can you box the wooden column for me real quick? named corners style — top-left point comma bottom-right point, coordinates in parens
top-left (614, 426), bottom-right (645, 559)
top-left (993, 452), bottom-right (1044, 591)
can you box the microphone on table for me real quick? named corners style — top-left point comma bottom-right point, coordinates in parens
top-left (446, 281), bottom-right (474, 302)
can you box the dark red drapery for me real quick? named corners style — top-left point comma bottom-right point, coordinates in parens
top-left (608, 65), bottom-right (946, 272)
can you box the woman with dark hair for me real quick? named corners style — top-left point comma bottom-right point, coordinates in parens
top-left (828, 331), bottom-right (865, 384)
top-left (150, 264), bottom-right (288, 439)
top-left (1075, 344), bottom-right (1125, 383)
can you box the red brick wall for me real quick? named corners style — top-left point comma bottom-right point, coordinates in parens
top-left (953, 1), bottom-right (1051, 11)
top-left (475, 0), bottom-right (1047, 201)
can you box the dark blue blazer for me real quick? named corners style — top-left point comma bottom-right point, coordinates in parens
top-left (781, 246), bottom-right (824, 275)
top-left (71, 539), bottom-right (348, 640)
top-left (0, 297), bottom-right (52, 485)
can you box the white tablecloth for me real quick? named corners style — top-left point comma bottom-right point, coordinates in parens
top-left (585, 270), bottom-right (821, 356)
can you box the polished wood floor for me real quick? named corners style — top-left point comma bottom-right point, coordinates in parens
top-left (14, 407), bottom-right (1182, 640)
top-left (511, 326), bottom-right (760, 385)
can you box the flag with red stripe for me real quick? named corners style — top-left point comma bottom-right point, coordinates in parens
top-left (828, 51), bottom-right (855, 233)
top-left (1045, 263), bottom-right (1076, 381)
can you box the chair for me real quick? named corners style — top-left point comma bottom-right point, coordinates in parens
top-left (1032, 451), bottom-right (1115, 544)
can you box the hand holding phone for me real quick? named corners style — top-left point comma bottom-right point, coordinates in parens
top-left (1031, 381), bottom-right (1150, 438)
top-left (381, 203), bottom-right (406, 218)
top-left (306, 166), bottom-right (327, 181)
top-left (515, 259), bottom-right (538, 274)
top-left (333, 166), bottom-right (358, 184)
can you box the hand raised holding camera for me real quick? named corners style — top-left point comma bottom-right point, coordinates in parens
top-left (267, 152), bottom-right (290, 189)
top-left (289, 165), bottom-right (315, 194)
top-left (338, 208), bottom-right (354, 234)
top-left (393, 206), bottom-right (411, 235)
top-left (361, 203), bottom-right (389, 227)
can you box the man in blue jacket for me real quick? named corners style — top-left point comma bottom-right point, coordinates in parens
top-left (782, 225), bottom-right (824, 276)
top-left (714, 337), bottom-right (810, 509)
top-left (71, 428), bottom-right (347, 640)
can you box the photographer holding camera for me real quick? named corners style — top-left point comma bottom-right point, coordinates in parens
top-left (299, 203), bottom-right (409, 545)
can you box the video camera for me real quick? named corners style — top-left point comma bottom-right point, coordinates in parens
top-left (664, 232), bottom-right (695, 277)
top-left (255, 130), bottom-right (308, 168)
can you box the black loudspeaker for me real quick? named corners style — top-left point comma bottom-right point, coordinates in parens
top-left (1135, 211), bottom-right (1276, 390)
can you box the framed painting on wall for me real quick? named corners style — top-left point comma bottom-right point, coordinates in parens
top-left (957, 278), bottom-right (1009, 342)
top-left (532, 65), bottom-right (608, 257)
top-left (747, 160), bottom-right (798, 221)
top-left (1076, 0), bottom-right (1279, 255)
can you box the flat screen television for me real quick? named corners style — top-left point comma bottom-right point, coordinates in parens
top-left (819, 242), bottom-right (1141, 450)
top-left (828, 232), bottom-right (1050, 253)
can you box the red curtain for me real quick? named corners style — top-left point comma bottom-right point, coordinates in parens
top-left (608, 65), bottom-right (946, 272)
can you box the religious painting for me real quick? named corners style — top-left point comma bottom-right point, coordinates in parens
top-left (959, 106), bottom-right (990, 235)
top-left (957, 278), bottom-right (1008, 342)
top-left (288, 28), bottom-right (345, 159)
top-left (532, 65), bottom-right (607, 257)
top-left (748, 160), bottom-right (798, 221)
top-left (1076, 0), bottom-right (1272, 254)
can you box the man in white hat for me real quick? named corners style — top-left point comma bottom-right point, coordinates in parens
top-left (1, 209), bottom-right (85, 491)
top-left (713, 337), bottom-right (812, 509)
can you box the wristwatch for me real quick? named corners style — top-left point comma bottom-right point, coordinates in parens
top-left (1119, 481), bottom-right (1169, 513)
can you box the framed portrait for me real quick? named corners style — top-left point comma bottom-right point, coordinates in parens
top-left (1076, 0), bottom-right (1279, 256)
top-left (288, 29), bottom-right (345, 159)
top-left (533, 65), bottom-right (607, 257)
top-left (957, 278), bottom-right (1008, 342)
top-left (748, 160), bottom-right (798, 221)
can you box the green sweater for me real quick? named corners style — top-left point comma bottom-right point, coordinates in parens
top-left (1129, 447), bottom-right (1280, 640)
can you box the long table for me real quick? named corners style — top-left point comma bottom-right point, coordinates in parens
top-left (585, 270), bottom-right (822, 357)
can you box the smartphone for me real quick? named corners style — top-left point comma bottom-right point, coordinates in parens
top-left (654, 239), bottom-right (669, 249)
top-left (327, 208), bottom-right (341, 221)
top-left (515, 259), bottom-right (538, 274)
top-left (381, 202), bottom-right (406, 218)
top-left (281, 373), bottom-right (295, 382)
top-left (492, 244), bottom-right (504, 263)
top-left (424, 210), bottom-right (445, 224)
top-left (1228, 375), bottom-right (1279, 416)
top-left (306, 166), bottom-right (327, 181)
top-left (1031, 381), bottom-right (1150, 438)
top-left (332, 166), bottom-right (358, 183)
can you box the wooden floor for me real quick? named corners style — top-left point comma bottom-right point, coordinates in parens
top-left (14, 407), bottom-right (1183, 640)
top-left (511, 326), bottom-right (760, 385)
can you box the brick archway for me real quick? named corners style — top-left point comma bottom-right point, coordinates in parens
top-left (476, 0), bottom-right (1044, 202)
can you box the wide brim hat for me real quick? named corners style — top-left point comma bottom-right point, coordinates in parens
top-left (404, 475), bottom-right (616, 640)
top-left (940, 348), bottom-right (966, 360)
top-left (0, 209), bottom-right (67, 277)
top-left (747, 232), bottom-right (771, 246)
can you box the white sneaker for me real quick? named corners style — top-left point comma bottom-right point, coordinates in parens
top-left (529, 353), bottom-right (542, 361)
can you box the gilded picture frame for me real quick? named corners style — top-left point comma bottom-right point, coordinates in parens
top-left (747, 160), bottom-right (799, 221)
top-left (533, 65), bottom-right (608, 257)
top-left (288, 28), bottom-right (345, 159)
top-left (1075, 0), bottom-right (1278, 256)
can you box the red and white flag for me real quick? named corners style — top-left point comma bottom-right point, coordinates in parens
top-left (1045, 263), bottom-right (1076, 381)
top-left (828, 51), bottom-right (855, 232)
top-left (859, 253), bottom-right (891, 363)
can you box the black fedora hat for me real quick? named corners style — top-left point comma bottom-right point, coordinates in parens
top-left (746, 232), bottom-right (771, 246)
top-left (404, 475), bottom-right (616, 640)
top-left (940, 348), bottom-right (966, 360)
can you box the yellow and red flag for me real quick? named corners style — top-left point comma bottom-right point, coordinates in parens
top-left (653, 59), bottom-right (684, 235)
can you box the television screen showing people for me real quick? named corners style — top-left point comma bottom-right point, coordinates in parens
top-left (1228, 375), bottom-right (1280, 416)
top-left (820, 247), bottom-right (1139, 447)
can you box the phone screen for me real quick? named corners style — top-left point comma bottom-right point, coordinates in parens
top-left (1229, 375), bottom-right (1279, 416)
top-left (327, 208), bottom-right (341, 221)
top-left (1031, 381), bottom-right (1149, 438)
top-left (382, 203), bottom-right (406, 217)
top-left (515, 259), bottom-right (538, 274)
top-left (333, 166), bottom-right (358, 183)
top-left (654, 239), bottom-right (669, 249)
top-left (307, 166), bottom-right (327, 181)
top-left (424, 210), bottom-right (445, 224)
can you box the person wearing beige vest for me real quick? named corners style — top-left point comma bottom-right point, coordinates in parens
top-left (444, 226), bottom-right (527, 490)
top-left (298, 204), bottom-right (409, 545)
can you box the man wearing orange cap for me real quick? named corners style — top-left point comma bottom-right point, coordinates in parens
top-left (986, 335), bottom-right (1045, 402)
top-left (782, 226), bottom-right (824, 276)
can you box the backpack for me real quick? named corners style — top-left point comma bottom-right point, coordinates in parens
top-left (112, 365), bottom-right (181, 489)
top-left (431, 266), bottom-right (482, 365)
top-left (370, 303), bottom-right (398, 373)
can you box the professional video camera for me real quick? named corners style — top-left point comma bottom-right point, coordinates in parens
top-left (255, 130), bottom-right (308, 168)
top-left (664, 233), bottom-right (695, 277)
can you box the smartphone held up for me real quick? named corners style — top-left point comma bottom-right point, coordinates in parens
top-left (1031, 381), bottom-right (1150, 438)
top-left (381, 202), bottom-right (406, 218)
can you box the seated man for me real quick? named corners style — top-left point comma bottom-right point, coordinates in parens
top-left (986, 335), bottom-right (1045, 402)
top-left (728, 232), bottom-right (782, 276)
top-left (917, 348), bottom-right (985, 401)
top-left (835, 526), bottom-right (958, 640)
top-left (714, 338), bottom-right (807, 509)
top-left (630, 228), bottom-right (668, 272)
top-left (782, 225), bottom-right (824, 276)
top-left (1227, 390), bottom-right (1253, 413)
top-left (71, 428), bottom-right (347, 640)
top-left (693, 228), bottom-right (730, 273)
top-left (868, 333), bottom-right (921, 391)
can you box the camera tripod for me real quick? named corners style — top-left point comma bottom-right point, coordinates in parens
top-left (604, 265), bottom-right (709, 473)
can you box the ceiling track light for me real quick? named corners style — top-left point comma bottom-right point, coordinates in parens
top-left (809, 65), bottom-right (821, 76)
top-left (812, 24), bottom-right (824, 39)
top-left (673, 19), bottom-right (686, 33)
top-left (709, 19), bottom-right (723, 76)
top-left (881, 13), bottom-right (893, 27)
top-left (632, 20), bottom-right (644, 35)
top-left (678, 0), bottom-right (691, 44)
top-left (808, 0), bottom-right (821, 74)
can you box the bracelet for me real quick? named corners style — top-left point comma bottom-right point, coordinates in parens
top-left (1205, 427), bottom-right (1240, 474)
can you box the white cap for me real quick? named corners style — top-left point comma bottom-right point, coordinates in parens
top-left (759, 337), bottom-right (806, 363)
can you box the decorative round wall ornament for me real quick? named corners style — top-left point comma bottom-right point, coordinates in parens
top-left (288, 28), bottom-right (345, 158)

--------

## WHAT YOU HAVE TO DO
Reproduce the listing above exactly from the line containing "can you box the seated" through its last line, with both of those lines included.

## RESULT OF THE TASK
can you box the seated man for me real quick? named corners style — top-left point comma bottom-right point, coordinates in parens
top-left (986, 335), bottom-right (1045, 402)
top-left (728, 232), bottom-right (782, 276)
top-left (917, 348), bottom-right (985, 401)
top-left (835, 526), bottom-right (958, 640)
top-left (714, 338), bottom-right (807, 509)
top-left (630, 228), bottom-right (668, 272)
top-left (782, 225), bottom-right (824, 276)
top-left (1227, 390), bottom-right (1253, 413)
top-left (71, 428), bottom-right (347, 640)
top-left (693, 228), bottom-right (730, 273)
top-left (868, 333), bottom-right (921, 391)
can you box the camera tripod for me real quick? named corners style — top-left point comma bottom-right point, coordinates in parens
top-left (604, 265), bottom-right (709, 473)
can you box the ceiling track light for me real quick? named corners style — top-left point comma bottom-right point, coordinates in parens
top-left (809, 65), bottom-right (821, 76)
top-left (812, 24), bottom-right (824, 39)
top-left (673, 19), bottom-right (686, 33)
top-left (709, 19), bottom-right (723, 76)
top-left (881, 13), bottom-right (893, 27)
top-left (632, 20), bottom-right (644, 35)
top-left (678, 0), bottom-right (691, 44)
top-left (808, 0), bottom-right (821, 74)
can you box the bracelet for me real quick? named corners style — top-left point comma bottom-right point, coordinates in parens
top-left (1205, 427), bottom-right (1240, 474)
can you box the white cap for me real quick? named corners style — top-left point comma bottom-right point, coordinates in parens
top-left (759, 337), bottom-right (806, 363)
can you box the decorative round wall ornament for me real quick? named corners style — top-left point comma bottom-right point, coordinates in parens
top-left (288, 28), bottom-right (345, 158)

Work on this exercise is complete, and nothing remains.